Exercise objective: How many lines of the material below contain the string "colon"? Case counts; reply with the number alone.

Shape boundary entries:
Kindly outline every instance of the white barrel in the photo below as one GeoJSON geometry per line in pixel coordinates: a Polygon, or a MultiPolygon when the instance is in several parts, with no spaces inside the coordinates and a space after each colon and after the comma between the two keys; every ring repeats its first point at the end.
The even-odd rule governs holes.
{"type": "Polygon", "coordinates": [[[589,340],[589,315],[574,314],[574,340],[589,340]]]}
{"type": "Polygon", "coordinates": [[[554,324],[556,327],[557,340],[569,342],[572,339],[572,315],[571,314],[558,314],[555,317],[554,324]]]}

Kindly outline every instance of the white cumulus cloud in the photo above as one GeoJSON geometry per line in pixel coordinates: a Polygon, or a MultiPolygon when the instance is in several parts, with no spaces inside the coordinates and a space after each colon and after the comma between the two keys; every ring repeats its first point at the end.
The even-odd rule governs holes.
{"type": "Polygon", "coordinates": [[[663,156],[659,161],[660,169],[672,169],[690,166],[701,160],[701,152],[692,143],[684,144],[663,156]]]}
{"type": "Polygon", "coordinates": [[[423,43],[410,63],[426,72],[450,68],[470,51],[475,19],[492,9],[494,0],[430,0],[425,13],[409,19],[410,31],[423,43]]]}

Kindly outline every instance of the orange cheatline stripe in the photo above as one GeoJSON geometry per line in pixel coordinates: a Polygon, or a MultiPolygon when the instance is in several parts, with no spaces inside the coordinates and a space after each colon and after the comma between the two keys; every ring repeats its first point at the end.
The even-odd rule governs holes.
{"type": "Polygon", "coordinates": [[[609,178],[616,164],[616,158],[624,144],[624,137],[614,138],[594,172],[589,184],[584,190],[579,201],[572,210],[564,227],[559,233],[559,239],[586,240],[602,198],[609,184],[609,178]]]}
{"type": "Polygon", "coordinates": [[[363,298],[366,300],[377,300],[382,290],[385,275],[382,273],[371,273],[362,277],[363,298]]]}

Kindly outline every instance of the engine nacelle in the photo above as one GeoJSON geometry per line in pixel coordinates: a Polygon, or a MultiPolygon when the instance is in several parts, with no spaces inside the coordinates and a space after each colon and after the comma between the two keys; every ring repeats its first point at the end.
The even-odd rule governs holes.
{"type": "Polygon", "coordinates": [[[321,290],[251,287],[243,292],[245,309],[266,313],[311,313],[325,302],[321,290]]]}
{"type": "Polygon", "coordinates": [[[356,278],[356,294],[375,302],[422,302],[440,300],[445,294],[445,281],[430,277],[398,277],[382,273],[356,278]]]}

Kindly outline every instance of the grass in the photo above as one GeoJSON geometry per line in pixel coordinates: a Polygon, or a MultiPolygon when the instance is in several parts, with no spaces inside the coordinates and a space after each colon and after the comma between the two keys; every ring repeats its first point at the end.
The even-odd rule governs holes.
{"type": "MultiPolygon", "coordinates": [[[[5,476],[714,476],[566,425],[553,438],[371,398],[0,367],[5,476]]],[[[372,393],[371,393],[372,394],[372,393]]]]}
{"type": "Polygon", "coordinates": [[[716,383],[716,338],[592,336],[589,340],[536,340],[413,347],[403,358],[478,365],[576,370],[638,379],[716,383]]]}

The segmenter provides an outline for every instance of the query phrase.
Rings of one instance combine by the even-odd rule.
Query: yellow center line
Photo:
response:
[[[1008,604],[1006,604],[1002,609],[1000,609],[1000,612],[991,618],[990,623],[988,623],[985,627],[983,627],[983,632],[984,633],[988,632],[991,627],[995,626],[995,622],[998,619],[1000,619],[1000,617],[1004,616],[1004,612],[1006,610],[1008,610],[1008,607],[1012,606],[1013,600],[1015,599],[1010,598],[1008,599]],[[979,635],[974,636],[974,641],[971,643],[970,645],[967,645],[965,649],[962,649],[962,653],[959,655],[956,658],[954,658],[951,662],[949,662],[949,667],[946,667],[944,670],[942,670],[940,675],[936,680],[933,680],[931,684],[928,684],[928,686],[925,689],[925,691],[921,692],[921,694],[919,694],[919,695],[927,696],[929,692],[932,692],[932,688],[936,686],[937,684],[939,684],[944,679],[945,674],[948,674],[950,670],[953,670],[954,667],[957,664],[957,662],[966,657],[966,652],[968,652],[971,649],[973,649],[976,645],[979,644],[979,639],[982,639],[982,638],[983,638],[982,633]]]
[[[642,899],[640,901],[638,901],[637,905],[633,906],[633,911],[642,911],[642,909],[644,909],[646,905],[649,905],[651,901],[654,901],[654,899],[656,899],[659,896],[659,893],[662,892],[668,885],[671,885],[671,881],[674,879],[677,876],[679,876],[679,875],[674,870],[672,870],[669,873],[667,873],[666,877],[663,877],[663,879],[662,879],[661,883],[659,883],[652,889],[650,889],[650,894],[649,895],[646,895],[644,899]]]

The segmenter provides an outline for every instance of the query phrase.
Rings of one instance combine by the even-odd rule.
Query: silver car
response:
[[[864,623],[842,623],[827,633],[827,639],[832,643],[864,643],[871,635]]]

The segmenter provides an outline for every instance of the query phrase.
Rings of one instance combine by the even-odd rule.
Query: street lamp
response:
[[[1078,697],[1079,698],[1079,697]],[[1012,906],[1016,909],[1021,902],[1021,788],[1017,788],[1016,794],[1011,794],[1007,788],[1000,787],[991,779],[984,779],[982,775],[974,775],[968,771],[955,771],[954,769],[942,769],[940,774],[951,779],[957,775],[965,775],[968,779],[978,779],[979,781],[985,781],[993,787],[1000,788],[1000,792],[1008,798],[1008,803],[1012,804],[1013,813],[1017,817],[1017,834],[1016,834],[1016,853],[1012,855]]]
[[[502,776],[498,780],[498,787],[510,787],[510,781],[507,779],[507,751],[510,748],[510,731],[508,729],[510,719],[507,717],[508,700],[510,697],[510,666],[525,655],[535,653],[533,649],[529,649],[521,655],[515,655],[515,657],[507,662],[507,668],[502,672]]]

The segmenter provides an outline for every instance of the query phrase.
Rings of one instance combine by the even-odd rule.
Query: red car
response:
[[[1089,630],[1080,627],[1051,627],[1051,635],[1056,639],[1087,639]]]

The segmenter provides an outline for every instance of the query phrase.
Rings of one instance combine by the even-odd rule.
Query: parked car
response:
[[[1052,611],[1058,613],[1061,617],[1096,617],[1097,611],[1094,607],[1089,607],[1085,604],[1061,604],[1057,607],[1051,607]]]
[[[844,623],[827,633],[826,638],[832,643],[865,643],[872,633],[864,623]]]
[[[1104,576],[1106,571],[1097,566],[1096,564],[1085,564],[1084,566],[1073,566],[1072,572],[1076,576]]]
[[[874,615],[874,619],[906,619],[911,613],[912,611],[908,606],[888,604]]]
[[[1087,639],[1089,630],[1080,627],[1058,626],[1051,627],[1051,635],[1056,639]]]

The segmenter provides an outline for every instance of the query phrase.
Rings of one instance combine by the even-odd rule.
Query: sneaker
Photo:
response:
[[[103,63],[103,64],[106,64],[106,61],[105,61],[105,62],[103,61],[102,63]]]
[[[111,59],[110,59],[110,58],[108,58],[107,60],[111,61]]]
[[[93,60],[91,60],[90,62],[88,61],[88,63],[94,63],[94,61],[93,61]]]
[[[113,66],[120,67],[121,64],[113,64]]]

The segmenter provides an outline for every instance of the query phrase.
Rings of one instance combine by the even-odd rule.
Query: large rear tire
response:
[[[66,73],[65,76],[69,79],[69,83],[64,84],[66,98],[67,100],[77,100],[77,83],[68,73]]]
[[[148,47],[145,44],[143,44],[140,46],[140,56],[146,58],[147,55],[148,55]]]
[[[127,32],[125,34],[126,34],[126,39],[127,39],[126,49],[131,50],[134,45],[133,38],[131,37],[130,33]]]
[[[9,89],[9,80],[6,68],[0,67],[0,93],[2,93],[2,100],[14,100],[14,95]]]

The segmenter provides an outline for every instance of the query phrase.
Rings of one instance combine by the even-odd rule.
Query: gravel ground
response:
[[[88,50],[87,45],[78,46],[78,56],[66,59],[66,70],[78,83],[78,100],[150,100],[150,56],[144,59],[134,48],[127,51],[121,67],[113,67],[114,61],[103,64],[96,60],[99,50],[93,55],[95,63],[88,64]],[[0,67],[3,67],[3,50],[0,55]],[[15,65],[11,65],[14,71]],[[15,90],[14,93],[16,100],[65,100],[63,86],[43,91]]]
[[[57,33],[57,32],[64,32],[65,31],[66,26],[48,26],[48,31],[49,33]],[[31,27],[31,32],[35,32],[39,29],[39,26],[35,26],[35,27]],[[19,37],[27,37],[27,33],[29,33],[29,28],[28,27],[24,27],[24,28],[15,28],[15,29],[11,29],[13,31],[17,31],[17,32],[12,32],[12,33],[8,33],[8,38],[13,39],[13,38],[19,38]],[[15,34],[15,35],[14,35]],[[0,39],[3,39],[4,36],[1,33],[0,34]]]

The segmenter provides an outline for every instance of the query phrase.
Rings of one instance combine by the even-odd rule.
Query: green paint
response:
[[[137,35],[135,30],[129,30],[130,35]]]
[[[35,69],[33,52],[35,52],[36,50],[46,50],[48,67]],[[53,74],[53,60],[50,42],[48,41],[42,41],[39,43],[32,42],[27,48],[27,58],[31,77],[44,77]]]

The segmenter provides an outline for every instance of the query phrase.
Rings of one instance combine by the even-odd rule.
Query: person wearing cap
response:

Finished answer: 5